# GOAL
Convert the records below into a two-column CSV with the header row text,answer and one row per record. Put each record's text and its answer in their own double-quoted fields, replacing any line breaks with spaces.

Dataset records

● ● ● ●

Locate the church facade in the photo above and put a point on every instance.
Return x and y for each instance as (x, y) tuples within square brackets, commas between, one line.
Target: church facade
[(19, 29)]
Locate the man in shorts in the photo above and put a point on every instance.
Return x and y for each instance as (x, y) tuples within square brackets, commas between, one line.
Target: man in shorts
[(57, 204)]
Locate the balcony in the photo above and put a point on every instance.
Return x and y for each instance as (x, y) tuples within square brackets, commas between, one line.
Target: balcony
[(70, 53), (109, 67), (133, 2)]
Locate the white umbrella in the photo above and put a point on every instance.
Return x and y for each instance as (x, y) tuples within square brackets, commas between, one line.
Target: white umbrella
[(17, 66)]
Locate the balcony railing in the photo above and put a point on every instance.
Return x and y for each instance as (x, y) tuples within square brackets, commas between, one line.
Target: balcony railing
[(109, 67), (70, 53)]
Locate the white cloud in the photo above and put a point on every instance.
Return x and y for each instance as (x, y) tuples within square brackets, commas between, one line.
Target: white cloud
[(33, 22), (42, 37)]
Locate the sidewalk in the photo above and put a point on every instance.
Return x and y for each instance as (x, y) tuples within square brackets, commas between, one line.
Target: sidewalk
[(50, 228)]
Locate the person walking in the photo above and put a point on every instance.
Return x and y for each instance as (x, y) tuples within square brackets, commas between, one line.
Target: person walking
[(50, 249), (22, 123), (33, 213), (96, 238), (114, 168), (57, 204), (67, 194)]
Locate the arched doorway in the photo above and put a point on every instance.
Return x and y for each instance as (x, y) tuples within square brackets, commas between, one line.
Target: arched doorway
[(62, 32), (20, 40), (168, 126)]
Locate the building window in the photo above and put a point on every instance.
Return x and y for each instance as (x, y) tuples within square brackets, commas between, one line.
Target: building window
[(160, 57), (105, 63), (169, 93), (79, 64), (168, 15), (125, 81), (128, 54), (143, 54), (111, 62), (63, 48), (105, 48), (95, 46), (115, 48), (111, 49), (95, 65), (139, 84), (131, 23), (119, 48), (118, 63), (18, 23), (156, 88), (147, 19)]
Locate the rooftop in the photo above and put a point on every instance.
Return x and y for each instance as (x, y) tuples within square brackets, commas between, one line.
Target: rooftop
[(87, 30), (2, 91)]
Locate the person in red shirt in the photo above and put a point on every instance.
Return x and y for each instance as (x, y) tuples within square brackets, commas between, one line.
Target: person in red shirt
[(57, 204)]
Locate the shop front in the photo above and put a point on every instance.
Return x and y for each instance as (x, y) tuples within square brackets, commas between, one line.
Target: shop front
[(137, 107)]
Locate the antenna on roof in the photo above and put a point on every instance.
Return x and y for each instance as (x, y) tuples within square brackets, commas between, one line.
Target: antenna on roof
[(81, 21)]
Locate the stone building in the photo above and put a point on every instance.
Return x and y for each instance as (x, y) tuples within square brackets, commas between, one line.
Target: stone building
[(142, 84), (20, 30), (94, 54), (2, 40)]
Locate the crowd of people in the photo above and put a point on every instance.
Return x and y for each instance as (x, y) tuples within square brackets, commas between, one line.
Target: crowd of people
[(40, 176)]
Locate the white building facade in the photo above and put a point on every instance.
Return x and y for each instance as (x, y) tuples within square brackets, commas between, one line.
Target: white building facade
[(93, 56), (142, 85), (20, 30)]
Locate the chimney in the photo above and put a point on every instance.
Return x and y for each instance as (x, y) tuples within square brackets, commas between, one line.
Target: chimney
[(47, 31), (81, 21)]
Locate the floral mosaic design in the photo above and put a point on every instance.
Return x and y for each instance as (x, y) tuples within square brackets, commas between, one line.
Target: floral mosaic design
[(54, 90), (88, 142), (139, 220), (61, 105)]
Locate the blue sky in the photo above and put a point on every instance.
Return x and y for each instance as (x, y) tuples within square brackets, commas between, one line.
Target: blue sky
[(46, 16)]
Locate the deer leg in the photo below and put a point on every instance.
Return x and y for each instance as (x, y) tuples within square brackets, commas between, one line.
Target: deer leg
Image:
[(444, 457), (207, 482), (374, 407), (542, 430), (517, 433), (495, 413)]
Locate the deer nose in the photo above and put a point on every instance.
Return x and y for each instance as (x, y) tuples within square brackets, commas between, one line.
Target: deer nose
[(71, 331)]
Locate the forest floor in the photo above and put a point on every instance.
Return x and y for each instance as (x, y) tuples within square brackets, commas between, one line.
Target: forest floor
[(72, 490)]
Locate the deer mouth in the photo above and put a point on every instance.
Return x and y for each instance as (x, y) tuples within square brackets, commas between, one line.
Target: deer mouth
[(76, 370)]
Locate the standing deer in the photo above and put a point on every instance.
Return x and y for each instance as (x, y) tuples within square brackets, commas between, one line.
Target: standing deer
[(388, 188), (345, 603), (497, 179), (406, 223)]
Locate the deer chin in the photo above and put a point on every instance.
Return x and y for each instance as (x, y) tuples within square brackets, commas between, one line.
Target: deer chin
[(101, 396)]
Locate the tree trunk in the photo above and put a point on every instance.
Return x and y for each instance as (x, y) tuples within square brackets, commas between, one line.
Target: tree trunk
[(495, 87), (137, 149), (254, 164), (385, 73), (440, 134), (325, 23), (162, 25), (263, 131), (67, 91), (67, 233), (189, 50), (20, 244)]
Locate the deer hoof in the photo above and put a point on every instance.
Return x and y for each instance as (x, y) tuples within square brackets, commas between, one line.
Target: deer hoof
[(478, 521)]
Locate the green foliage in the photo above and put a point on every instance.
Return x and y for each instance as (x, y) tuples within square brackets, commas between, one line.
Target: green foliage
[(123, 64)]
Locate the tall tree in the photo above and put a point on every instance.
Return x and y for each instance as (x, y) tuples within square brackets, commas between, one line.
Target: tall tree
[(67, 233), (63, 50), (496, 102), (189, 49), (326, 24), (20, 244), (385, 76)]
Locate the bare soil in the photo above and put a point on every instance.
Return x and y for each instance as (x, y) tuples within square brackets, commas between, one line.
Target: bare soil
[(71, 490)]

● ● ● ●

# RIGHT ANSWER
text,answer
"Locate the church facade in the photo above and put a point on every instance. Return x and y for each instance as (x, y) tuples within square brackets, commas between, one line. Target: church facade","[(19, 29)]"
"Locate the man in shorts in the photo above and put a point on every instance. Return x and y for each instance as (x, y) tuples within square brackets, commas between, one line. Target: man in shorts","[(57, 204)]"
"Locate the balcony in the photo above and put a point on every instance. Return x and y for each instance as (x, y) tuples within square brackets, commas between, one line. Target: balcony","[(70, 53), (109, 67), (133, 2)]"
"Locate the white umbrella in the photo above and put a point on every instance. Return x and y for each instance as (x, y) tuples within square brackets, commas between, one line. Target: white umbrella","[(17, 66)]"
"Locate the balcony railing in the photo above and put a point on every instance. Return x and y for each instance as (x, y) tuples within square brackets, commas between, one line. Target: balcony railing","[(109, 67), (70, 53)]"
"Locate the white cloud in the photo above and put a point on every instance. Return x and y for each instance as (x, y) tuples within square brackets, commas between, one line. Target: white cloud","[(33, 22), (42, 37)]"
"Locate the sidewalk in the photo above and put a point on every instance. Return x and y for each instance as (x, y) tuples within square brackets, commas between, one line. Target: sidewalk","[(50, 228)]"
"Locate the person walking in the photo above and put a point on every instance. Return x and y for each instance as (x, y) tuples within square brackets, commas between, one line. Target: person walking","[(50, 249), (22, 123), (33, 213), (96, 238), (114, 168), (57, 204), (67, 194)]"
"Locate the arched doorway in the photo above and put a point on every instance. Return x and y for each instance as (x, y) tuples within square brackets, commas between, one line. Target: arched doorway","[(62, 32), (20, 40), (168, 126)]"
"Locate the building window in the photo above and put a point on every instance. Return x and y for each instance as (x, y) tuples within square brackets, commas between, one line. Target: building window","[(160, 57), (105, 63), (169, 93), (79, 64), (168, 15), (125, 81), (128, 54), (143, 54), (111, 62), (63, 48), (105, 48), (95, 46), (115, 48), (111, 49), (95, 65), (139, 84), (131, 23), (119, 48), (118, 63), (18, 23), (156, 88), (147, 19)]"
"Locate the rooftop in the photo above and put a point on every instance. Return x and y for each instance as (x, y) tuples within square brackets, commas between, one line. Target: rooftop","[(87, 30), (2, 91)]"
"Locate the person in red shirt in the photo above and put a point on every instance. Return x and y for each instance as (x, y) tuples within square brackets, commas between, one line. Target: person in red shirt","[(57, 204)]"
"Locate the shop front in the photo above and put a point on every instance. Return x and y for each instance as (x, y) tuples within square brackets, commas between, one line. Target: shop front","[(137, 107)]"
"Locate the antenna on roof in the photo above and put a point on every instance. Return x and y for each instance as (x, y) tuples within square brackets, commas between, one line. Target: antenna on roof","[(81, 21)]"
"Locate the stone building in the photo above and put a point on every instance. Return x and y for each instance as (x, y) tuples within square brackets, commas between, one line. Target: stone building","[(142, 84), (20, 30), (94, 54), (2, 40)]"
"Locate the crowd of people in the photo above and put a point on every instance. Return x and y for each instance as (x, y) tuples within square brackets, commas between, one line. Target: crowd of people","[(40, 176)]"
"Locate the white building facade in the photo above and put a point on every instance. Return x and y for each instance as (x, y) tuples within square brackets, commas between, one line. Target: white building facade","[(93, 56), (142, 85), (20, 30)]"
"Locate the chimney in the photo above and put a point on every instance. Return x and y for each instance as (x, y) tuples within square brackets, commas between, one line. Target: chimney","[(47, 31), (81, 21)]"
"Locate the floral mosaic design in the photo above and put a point on every instance. Return x and y for each instance as (x, y) tuples within square brackets, commas between, one line. Target: floral mosaic design","[(54, 90), (88, 142), (139, 220), (61, 105)]"
"Locate the blue sky in the photo above and put a point on every instance. Return x and y for each instance as (x, y) tuples within square brackets, commas between, one line. Target: blue sky","[(46, 16)]"
"Locate the deer leg in the photo below and put a point on every instance. Return x and y for each instance as (x, y) tuples within square brackets, commas between, one line. Target: deer leg Image:","[(444, 457), (207, 482), (374, 407), (542, 430), (517, 433), (495, 413)]"
"Locate the deer nose in the photo above and put a point on every instance. Return x and y for each instance as (x, y) tuples within square brackets, commas between, one line. Target: deer nose","[(71, 331)]"
"Locate the forest floor in the photo above and put a point on every instance. Return x and y for each instance as (x, y) tuples within square brackets, commas between, one line. Target: forest floor","[(72, 490)]"
"Locate the deer mouth in the photo above and put a point on every instance. Return x and y for each instance as (x, y) tuples within square brackets, commas between, one line. Target: deer mouth","[(76, 370)]"
"Locate the standing deer in the photo above and put a point on every instance. Return x and y for each instance as (x, y) tuples within square brackets, commas between, one line. Target: standing deer","[(388, 188), (345, 603), (497, 179), (406, 223)]"
"Locate the deer chin in the photo above and put a point on every instance. Return x and y for each instance as (x, y) tuples within square brackets, commas between, one line. Target: deer chin","[(101, 396)]"
"Locate the tree trunk in the photo above and put a point on every instance. Return x and y for each instance as (x, y) tuples within square brackets, commas between, one line. Target: tree trunk","[(495, 87), (137, 149), (254, 164), (385, 73), (440, 134), (325, 23), (162, 25), (263, 131), (67, 91), (67, 233), (189, 50), (20, 244)]"
"Locate the deer hoof in the photo above and put a point on every instance. Return x and y for each instance as (x, y) tuples within square brackets, commas between, one line. Target: deer hoof","[(478, 521)]"
"Locate the green foliage in the photo above and put a point on every instance. Return x and y for each instance as (x, y) tuples within square brackets, commas between, one line. Target: green foliage","[(123, 64)]"
"Locate the tall tree in the photo above and put a point on every instance. Return x and y for each instance as (x, y) tuples within square brackets, commas between, one line. Target: tall tree","[(67, 233), (63, 50), (496, 102), (189, 49), (326, 24), (20, 244), (385, 76)]"
"Locate the bare soil in the photo above and put a point on every instance. Return x and y for each instance as (x, y) tuples within square brackets, commas between, one line. Target: bare soil","[(71, 490)]"